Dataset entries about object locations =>
____________

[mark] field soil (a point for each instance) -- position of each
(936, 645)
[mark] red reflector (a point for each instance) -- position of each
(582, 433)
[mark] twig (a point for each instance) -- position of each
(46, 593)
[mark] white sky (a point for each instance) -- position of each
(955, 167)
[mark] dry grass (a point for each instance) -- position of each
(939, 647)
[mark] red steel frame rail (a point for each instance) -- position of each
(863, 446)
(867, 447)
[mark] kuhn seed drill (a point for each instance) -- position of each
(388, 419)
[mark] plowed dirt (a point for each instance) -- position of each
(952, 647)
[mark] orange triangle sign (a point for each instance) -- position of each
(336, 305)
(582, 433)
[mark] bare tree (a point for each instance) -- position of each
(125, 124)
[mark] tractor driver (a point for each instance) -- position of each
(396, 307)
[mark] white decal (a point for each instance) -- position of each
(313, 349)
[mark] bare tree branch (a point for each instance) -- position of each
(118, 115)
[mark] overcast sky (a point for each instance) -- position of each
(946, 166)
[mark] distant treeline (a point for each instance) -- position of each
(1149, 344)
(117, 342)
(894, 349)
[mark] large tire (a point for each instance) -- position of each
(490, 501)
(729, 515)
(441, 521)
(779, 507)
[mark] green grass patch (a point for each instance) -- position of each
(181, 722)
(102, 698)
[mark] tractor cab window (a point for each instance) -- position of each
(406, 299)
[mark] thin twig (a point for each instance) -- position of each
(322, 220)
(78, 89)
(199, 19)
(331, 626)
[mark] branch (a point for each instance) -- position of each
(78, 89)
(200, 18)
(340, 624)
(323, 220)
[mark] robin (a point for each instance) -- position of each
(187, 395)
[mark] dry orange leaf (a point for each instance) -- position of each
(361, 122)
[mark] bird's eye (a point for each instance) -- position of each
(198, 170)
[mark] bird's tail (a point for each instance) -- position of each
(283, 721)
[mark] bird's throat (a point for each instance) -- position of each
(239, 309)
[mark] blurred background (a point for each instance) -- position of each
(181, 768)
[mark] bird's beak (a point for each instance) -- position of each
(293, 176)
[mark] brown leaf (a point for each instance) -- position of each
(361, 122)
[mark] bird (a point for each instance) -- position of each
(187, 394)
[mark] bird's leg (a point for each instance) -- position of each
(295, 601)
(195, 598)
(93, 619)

____________

GOAL OF THE EXERCISE => Copy every entry above word for word, keeping each line unchanged and in the same order.

EXERCISE ANSWER =>
[mark] field soil (a point for each instance) -- position of each
(936, 645)
[mark] red reflector (a point for each instance) -- position of each
(582, 433)
[mark] twig (a point for each instance) -- position of each
(46, 593)
[mark] white sky (a point for each instance) -- position of each
(955, 167)
[mark] dry grass (a point for each instance) -- position of each
(939, 647)
[mark] red steel frame rail (a point for each instance) -- position of each
(863, 446)
(867, 447)
[mark] kuhn seed drill (a point for each instance) -- position of each
(388, 419)
[mark] plowed dirt (a point for each instance) -- position of each
(952, 647)
[mark] orange triangle sign (a point for each instance) -- position of each
(336, 305)
(582, 433)
[mark] bare tree (a point for each instance) -- position of each
(125, 124)
[mark] tractor driver (a point for each instance) -- position of each
(396, 307)
[mark] white decal (a point for each instance) -- position of each
(313, 349)
[mark] bare tree branch (a point for each instance) -- position of each
(118, 115)
[mark] overcast sky (a point for each instance) -- position of each
(946, 166)
[mark] distant treeline (a point for each instance) -- position of each
(1149, 344)
(117, 342)
(894, 349)
[mark] large tire (a point for each instance) -- position of each
(490, 501)
(729, 515)
(441, 521)
(779, 507)
[mark] green grass patch (a point for each instance) -- position of each
(181, 722)
(102, 698)
[mark] tractor cab window (a point for each instance) -- position of each
(406, 299)
[mark] thin twig (a point for each instance) -- position of each
(322, 220)
(78, 89)
(199, 19)
(331, 626)
[mark] branch (a point for each instance) -- position of each
(78, 89)
(200, 18)
(340, 624)
(323, 220)
[mark] robin (a point for each instance) -- position of each
(187, 395)
[mark] dry orange leaf (a point for each instance) -- position of each
(361, 122)
[mark] bird's eye (a point for each instance) -- position of each
(198, 170)
[mark] bird's tail (a point for each instance) -- position of each
(283, 721)
[mark] bird's throat (a point for each instance) -- position of each
(239, 309)
[mark] blurred background (a point for each instance) -- position of each
(181, 768)
[mark] bird's beak (a point for each instance) -- position of each
(293, 176)
[mark] brown leaf (a point for each instance) -- position of each
(361, 122)
[mark] bird (a point for each instance) -- position of each
(187, 394)
[mark] bird's leg (a point for each instance) -- position of each
(295, 601)
(195, 598)
(93, 619)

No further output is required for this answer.